Même si ce genre de cas n’est pas vraiment couvert par des contrats ou des accords avec les marins, il semble que la plupart des propriétaires ont soutenu financièrement leurs équipes, qu’en est-il de votre côté ?
Il y a eu une sorte d’accord non-écrit comme quoi si une régate est annulée pour une raison quelconque, dans un délai de trois semaines, vous recevez une compensation. Dans notre situation avec Svea (bateau évoluant en J Class), nous avons été payés à 100% pour le Bucket Challenge.

Y a-t-il beaucoup de contrats liant les propriétaires et les équipiers dans ce milieu ?
Certaines des équipes avec lesquelles j’ai travaillé proposent des contrats, d’autres non. Personnellement, dans l’équipe des 52 Super Series avec laquelle je travaille, il n’y a pas de contrat, ce qui te laisse dépendant du bon vouloir du propriétaire. La situation est un peu confuse au sein de la flotte des TP52. Je connais des équipages qui ont été payés au moins 50% pour chaque régate annulée à ce jour, d’autres n’ont pas été payés du tout.

★ ★ ★ ★ ★

Énoncé
Recopiez mot pour mot le passage de l'extrait qui va de "Même si ce genre" jusqu'à "le Bucket Challenge.".

Liste des entrées

★ ★ ★ ★ ★

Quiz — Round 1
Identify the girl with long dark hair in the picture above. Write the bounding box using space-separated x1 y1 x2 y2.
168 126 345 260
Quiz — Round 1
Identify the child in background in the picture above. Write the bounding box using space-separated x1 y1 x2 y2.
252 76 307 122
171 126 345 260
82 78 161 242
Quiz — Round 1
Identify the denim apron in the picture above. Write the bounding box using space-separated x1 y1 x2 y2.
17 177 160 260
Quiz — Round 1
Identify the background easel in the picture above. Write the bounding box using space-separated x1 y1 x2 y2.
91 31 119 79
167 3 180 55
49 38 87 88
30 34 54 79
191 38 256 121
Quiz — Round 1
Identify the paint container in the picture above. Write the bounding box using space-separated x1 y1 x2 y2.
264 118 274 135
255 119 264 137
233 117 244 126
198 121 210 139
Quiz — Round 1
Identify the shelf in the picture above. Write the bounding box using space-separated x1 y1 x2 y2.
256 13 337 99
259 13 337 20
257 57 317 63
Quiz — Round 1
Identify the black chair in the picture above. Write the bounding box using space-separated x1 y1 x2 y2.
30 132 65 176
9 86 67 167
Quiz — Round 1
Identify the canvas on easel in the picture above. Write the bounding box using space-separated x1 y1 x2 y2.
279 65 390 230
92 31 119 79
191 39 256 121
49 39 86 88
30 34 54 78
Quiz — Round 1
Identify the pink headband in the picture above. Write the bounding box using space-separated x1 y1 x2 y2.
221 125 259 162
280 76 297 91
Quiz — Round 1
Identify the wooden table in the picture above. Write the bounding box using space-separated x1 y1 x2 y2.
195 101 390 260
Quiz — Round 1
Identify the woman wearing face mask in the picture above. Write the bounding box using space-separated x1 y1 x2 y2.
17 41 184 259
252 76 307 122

★ ★ ★ ★ ★

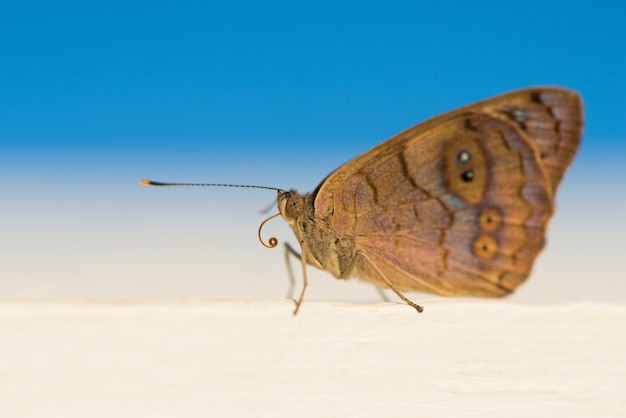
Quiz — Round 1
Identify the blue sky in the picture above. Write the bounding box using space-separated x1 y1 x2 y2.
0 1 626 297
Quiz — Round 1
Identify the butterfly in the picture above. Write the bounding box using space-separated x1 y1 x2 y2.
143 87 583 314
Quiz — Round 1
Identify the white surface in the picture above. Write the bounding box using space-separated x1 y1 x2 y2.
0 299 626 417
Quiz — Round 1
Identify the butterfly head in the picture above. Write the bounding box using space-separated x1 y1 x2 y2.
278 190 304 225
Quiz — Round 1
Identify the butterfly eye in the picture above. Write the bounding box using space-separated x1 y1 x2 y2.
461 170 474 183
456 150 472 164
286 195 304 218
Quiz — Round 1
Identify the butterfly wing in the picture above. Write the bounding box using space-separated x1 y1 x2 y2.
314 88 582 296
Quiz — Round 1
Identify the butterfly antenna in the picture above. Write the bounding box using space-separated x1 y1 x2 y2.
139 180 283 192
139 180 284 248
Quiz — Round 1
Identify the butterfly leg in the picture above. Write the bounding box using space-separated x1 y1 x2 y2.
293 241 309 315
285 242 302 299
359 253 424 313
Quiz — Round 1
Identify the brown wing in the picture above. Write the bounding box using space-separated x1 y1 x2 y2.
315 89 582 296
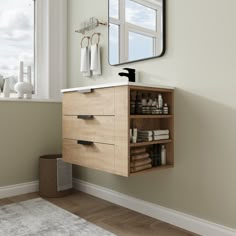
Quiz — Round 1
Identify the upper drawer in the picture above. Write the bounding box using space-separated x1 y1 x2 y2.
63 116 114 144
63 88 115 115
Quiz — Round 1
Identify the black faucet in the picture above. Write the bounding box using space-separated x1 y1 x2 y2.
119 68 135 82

★ ★ ★ ★ ★

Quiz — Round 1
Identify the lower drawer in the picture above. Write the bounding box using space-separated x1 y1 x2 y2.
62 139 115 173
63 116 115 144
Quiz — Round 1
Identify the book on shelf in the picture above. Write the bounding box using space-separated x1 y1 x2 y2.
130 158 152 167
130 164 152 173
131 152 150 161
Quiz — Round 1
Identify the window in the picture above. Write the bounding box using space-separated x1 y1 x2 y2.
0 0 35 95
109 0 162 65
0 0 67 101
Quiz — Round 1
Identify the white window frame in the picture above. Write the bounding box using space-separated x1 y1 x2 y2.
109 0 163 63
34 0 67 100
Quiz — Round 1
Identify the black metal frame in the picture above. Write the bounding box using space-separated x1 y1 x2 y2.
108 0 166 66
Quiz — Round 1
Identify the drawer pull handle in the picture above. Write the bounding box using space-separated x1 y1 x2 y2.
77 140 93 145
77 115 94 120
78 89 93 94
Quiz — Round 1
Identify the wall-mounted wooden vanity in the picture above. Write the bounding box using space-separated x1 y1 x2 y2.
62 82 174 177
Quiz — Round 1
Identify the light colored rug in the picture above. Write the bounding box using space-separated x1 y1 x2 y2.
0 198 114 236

★ ★ ★ ★ ★

En réponse
Même si ce genre de cas n’est pas vraiment couvert par des contrats ou des accords avec les marins, il semble que la plupart des propriétaires ont soutenu financièrement leurs équipes, qu’en est-il de votre côté ?
Il y a eu une sorte d’accord non-écrit comme quoi si une régate est annulée pour une raison quelconque, dans un délai de trois semaines, vous recevez une compensation. Dans notre situation avec Svea (bateau évoluant en J Class), nous avons été payés à 100% pour le Bucket Challenge.